SOURCE PASSAGE:
((

Website Analytics |Session duration and Bounce Rate

Phase 3.2 – Create Custom Metrics for Session Duration and Bounce Rate

Welcome to Phase 3.2 – Transforming Your Data into Insights
You have successfully cleaned and loaded your raw website data into your SQL Server database. That was a big step. Now it is time to make that data truly useful. In this phase, we will use Python and Pandas again to define and calculate important custom metrics like Sessions and Bounce Rate. These metrics are not always simple to get from raw event data, but understanding them is key to knowing how people use your website and finding ways to improve it.

Think of this step as turning raw ingredients into a delicious meal. We are taking the basic data and cooking it into something that gives you real, clear answers about your website’s performance.


Why Custom Metrics are Valuable

Deeper Understanding Standard reports might show you page views, but custom metrics reveal more — like how long visitors stay or if they leave right away.

Tailored to Your Needs Every website is unique. Creating your own metrics lets you measure what truly matters for your business goals.

Better Decision Making With precise numbers for key metrics like bounce rate, you can make smarter changes to improve your site’s design, content, and user experience.

Foundation for Advanced Analysis These metrics act as building blocks for deeper analysis in future phases, including trend studies and even machine learning models.

Making Data Work Harder By creating your own metrics, you turn simple event data into powerful insights that guide real improvements.


Website analytics showing charts for session duration and bounce rate

Defining Key Web Analytics Metrics

Before we calculate anything it is important to clearly understand what each metric means in the context of our web analytics project.

1 Session
A session represents a group of user interactions with your website that happen within a certain time period. In GA4 a session usually ends after 30 minutes of inactivity. It also ends at midnight or if a user arrives via a new campaign source.
For our purposes we will rely on the session_id and session_number provided by GA4 in our events table.
A session helps us understand how many times users visit our site and how engaged they are during each visit.

))

DIRECTIONS:
A - According to the analytics tutorial, after how many minutes of inactivity does a GA4 session usually end?
B - Output the part of the analytics tutorial that opens with the words containing "Deeper Understanding Standard" and closes with "machine learning models.".
C - Rewrite the paragraph of the analytics tutorial that begins "You have successfully cleaned" in a shorter form that keeps its main facts.

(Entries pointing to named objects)
((

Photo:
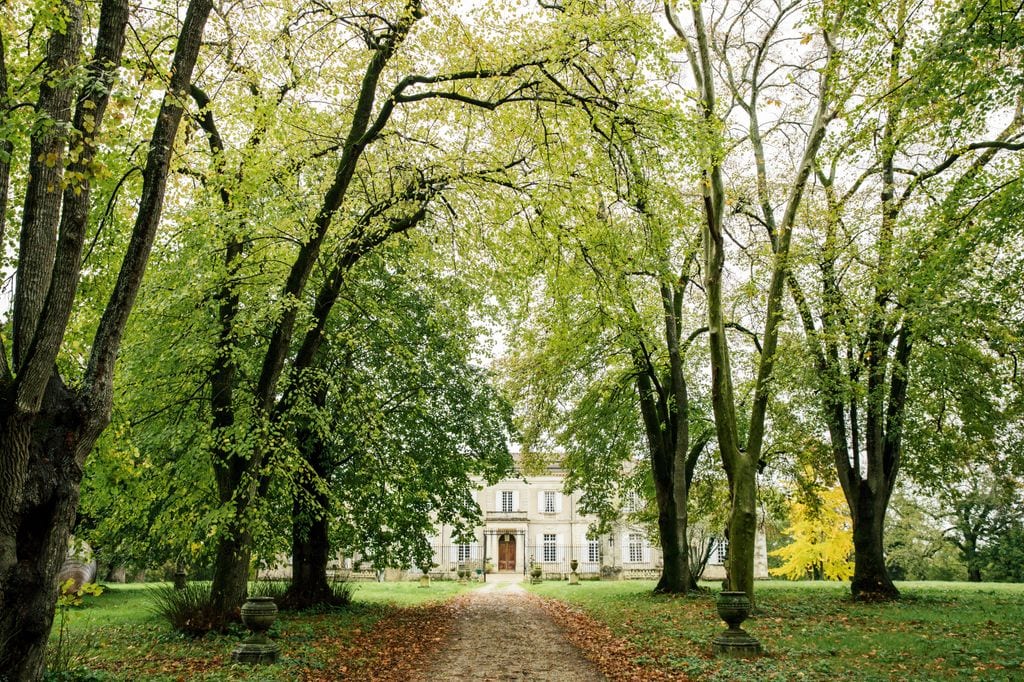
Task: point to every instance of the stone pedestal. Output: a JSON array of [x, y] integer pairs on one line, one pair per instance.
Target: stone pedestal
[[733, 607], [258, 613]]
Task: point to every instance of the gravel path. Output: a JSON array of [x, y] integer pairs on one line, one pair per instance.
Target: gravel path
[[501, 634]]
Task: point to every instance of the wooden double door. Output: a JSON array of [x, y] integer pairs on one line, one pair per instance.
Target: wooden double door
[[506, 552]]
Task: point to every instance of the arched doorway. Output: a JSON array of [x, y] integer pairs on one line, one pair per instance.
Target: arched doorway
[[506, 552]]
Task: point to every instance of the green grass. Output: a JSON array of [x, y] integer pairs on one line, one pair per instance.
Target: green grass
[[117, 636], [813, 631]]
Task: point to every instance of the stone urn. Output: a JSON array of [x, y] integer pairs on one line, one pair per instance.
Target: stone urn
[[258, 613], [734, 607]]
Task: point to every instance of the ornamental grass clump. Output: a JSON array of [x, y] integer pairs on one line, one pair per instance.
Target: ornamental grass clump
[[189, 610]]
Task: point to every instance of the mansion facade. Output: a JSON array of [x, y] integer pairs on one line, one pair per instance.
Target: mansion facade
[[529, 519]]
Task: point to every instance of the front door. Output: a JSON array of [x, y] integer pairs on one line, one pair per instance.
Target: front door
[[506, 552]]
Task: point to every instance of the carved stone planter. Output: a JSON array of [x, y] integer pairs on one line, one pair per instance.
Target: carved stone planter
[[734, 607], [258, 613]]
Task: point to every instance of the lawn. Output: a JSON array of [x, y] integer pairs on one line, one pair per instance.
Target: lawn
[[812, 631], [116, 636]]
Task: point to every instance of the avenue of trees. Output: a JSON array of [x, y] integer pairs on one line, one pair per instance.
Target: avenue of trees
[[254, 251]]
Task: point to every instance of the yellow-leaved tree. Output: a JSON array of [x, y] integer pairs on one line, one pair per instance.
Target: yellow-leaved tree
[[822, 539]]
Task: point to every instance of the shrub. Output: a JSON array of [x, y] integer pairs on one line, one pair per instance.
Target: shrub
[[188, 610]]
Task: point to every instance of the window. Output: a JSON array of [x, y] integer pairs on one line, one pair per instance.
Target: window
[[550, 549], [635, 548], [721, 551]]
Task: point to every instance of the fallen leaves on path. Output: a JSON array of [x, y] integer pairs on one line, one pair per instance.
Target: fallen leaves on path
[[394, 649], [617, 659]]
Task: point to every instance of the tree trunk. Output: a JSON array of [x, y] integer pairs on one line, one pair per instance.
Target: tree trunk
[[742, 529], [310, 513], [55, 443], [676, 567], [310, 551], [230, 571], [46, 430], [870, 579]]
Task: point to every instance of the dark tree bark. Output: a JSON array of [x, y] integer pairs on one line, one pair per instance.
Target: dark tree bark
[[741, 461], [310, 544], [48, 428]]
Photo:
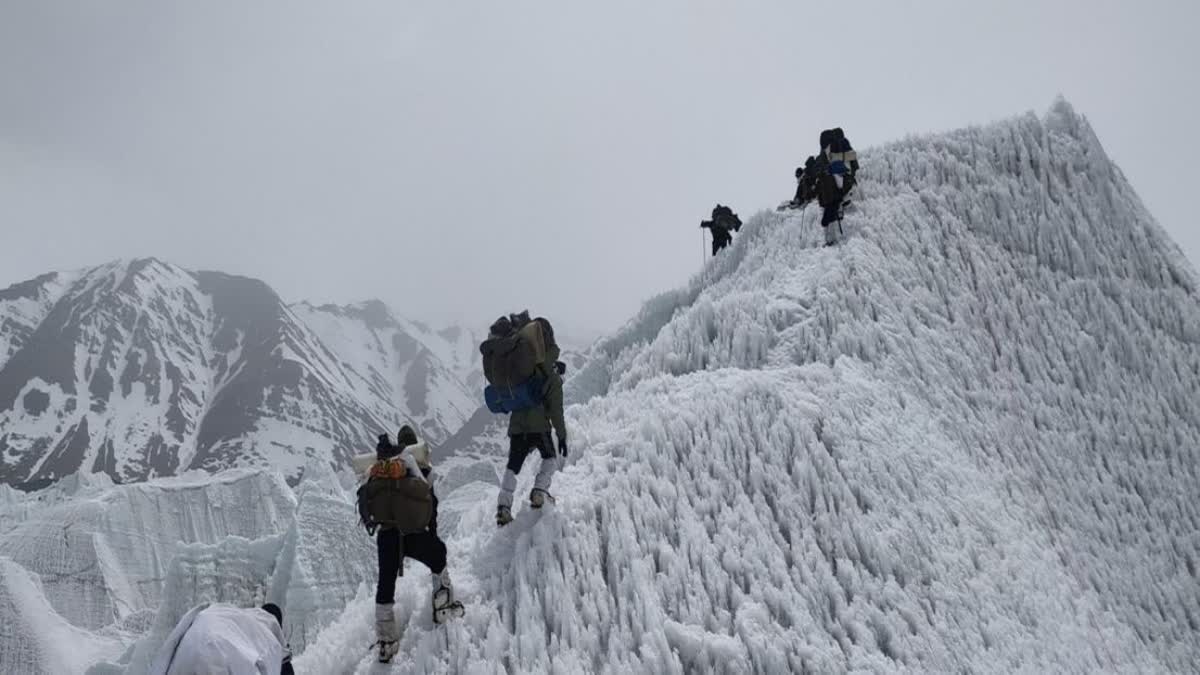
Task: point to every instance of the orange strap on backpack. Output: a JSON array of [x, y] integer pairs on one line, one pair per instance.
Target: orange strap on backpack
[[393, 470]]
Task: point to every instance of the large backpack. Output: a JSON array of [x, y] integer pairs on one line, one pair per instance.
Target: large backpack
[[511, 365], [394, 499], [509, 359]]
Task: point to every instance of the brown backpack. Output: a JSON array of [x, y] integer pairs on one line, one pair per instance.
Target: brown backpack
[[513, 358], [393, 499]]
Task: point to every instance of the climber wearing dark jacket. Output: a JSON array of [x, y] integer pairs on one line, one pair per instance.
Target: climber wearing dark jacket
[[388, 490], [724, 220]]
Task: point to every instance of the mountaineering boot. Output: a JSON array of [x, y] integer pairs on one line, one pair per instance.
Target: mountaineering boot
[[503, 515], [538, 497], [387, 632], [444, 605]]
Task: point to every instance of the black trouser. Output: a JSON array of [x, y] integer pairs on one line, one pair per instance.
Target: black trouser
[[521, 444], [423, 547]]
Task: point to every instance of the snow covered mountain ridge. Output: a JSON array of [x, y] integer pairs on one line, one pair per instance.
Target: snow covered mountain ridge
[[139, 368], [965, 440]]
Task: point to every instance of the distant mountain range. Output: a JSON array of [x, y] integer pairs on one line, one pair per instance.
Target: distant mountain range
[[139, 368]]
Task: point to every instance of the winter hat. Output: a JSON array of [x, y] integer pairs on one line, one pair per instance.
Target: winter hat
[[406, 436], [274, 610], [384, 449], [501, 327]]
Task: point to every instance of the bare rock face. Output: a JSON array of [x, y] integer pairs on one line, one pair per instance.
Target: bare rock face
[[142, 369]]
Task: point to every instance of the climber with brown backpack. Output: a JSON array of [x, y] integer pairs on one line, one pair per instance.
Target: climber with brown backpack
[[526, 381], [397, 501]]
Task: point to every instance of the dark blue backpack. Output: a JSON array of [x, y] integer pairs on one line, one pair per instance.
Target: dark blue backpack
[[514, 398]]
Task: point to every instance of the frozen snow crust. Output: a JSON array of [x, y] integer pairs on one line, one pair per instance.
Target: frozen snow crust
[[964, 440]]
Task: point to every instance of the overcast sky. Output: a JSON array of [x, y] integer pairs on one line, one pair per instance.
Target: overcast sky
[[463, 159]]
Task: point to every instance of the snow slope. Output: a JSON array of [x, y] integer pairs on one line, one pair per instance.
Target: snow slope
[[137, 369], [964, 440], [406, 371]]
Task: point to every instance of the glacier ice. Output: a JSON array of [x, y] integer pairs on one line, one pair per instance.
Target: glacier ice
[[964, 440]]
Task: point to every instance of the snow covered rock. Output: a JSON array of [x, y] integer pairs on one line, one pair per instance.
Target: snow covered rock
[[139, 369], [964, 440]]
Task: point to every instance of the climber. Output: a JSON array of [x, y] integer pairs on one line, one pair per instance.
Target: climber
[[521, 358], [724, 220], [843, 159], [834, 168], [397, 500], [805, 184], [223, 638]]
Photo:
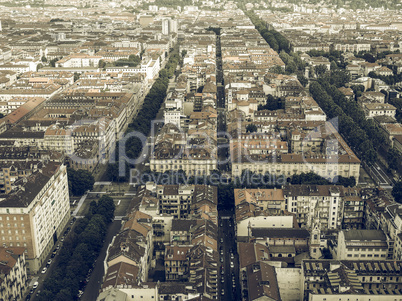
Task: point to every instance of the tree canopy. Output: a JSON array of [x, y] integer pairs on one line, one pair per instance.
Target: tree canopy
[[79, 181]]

))

REPLIES:
A - After 30 minutes of inactivity.

B -
Deeper Understanding Standard reports might show you page views, but custom metrics reveal more — like how long visitors stay or if they leave right away.

Tailored to Your Needs Every website is unique. Creating your own metrics lets you measure what truly matters for your business goals.

Better Decision Making With precise numbers for key metrics like bounce rate, you can make smarter changes to improve your site’s design, content, and user experience.

Foundation for Advanced Analysis These metrics act as building blocks for deeper analysis in future phases, including trend studies and even machine learning models.

C - With the raw website data cleaned and loaded into the SQL Server database, this phase uses Python and Pandas to define and calculate custom metrics such as Sessions and Bounce Rate. These metrics are not always simple to get from raw event data, but they are key to understanding how people use the website and finding ways to improve it.